Determinadas tribunas han conceptuado la acción de secuestro. Al parecer hubo violencia de trato. Quizás exagerada, pero no descaminada, por tratarse de un acto hostil en territorio de guerra contra el integrante de una fuerza de paz y auxilio como son los soldados desplazados por la ONU. Llevan grabada en la frente la bandera blanca de obligado respeto para el concepto de honor castrense.

Ester Muñoz es un producto de la política profesionalizada y doctorada en las tesis de las descalificaciones obcecadas al adversario. Sumisa al liderazgo, así es como se medra, la táctica de convencer con argumentos está desterrada de cualquier planteamiento. No se trata de movilizar la razón. La cuestión es agitar la víscera. Muñoz no entendió el trasfondo de la cuestión. Cuando el guión diario es una obsesión anti, la brújula está imantada.

Ella respondió con la elocuencia de un silencio sobre la parte concernida, la política belicista con ribetes de genocidio del gobierno de Israel, nación regida por tendencias afines a las de sus amistades en coaliciones de poder. Pies de plomo, porque una frase mal dicha puede ser la primera ficha de dominó en caer, y es sabido lo que arrastra. Pero ha ocurrido que por cuidar una presencia, ha dañado la esencia patriótica que tanto enarbola su partido. 

El soldado, al parecer un suboficial, secuestrado o retenido, ilegalmente en cualquier caso, era la metáfora de una bandera de España en territorio delicado y conflictivo. Pero, en su ofuscación enfermiza contra el gobierno ejerciente, solo quisieron ver, en sus desconcertadas entendederas, no a un servidor en apuros de la patria, agredido en las posaderas de nuestra dignidad colectiva, sino al agente infiltrado de un poder ejecutivo infernal, según sus estrechos razonamientos. Esta sinrazón tiene el rostro de Ester Muñoz, expresión veraz de la utilización mitinera y patriotera en su partido del emblema nacional. No han estado a la altura donde España, sus colores y sus soldados, necesitaban el reconfortante apoyo del principal grupo opositor y candidato a gobernar en tiempo cercano.

• **EXTRACTO DE DATOS**:
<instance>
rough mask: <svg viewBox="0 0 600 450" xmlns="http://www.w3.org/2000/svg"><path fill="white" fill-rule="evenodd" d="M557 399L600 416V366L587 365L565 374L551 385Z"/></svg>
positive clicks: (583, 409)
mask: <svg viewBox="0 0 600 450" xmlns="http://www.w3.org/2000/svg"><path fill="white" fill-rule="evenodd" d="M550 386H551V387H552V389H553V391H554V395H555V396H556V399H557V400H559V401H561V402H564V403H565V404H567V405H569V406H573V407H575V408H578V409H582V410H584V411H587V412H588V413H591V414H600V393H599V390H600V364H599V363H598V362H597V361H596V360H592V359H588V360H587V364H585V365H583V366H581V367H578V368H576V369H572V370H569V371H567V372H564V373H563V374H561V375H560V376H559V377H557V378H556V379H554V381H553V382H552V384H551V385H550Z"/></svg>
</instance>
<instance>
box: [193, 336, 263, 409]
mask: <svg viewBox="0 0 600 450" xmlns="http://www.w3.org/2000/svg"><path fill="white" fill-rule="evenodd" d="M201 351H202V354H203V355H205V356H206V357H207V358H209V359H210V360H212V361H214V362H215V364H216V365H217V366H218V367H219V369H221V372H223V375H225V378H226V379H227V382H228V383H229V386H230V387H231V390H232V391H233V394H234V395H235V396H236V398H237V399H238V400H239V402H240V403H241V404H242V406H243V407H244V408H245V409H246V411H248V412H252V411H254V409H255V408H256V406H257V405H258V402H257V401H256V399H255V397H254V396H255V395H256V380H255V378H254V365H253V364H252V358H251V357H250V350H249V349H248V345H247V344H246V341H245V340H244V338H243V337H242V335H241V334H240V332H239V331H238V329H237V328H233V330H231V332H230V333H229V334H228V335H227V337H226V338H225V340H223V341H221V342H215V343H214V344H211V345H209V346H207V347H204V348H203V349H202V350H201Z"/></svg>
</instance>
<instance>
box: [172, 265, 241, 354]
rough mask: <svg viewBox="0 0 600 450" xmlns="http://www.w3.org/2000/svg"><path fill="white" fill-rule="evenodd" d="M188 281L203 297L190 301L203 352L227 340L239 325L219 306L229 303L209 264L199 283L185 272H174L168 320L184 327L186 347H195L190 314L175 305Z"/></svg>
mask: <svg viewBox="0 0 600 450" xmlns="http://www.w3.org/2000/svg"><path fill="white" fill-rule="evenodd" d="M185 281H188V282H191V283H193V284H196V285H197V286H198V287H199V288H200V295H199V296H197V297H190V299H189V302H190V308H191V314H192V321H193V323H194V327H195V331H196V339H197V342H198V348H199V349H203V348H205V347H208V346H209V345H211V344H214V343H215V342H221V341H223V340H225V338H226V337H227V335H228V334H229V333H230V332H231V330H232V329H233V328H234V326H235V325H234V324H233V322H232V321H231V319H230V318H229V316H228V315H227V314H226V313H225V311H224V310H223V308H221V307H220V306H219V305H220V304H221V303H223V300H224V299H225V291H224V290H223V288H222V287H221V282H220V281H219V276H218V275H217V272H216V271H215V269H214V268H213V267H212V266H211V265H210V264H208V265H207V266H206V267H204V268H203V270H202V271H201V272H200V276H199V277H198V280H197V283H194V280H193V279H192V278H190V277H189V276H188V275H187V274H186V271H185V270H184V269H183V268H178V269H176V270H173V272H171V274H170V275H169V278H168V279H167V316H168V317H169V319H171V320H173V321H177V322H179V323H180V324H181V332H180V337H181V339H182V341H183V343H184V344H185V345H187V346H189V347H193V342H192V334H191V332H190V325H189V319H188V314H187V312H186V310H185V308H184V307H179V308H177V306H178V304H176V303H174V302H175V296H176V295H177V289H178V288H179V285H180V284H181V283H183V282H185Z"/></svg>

• **TAREAS PENDIENTES**:
1. Según el texto sobre el soldado retenido, ¿qué rango tenía, al parecer, el soldado?
2. Transcribe del texto sobre el soldado retenido el pasaje que va desde "Determinadas tribunas han" hasta "de honor castrense.".
3. Prolonga el texto sobre el soldado retenido a partir del punto en que termina.
Los registros son un material independiente del texto sobre el soldado retenido.

• **RESPUESTAS**:
1. Al parecer era un suboficial.

2.
Determinadas tribunas han conceptuado la acción de secuestro. Al parecer hubo violencia de trato. Quizás exagerada, pero no descaminada, por tratarse de un acto hostil en territorio de guerra contra el integrante de una fuerza de paz y auxilio como son los soldados desplazados por la ONU. Llevan grabada en la frente la bandera blanca de obligado respeto para el concepto de honor castrense.

3.
Del silencio al disparate

El silencio inteligente no es, desde luego, virtud en el PP. Si en el mutismo hacia las críticas contra Israel emergen sospechas de vinculaciones económicas con los lobbys hebreos, la comparación es ratificación de la persistencia en el disparate a través de la verborrea. Vincular este suceso a los controles de la Guardia Civil suena al patada a seguir del sálvese quien pueda. Alegar que más tiempo que el militar español en Líbano, ha estado ella retenida en un control de la Benemérita, es la excusa de un niño sorprendido robando caramelos. Vuelve a poner su bizquera en otro estamento militar, para más ende, uno de sus recursos victimarios en el comodín etarra que con reiteración sacan a colación en su constante ofensiva antigubernamental, como si no lleváramos trece benditos años sin la amenaza terrorista de ETA. Qué burdo cambio de cromos.

Ester Muñoz y Feijóo, en el Congreso de los Diputados.

El PP y su contravoz, cargo bien mutado por la gestión llevada a cabo en este asunto, olvida el ejemplo de movilización de cualquier país civilizado, democracias por supuesto, ante el extravío o pérdida de contacto de unidades militares o combatientes individualizados. Hace unos días se ha visto el despliegue estadounidense para localizar en territorio enemigo a dos pilotos abatidos y el alborozo de la población consumado el rescate. Aquí no, aquí ha importado más la posibilidad de reincidir en el desgaste al gobierno que la complicidad con uno de los nuestros en apuros, durante prestigiosa misión humanitaria, que no bélica, para este país. Otro trato merecía este sargento, alegoría oportuna del soldado desconocido, que siempre ejemplifica mucho más que los políticos adormecidos en su soberbia.

Algo que nunca he dejado de alabar en los militares es la asunción sin reservas del espíritu de camaradería. Poseen un código genético inviolable de ayuda al compañero necesitado. Jamás le abandonan. Ni siquiera ante el fuego cruzado del enemigo. Para abundar en su grandeza, es en esas situaciones de emergencia donde quedan en la nadería más absoluta galones, estrellas o entorchados. El PP ha dejado en la orfandad del apoyo moral a un soldado desconocido. A ellos, por los silencios y comparaciones de su portavoz, los hemos conocido.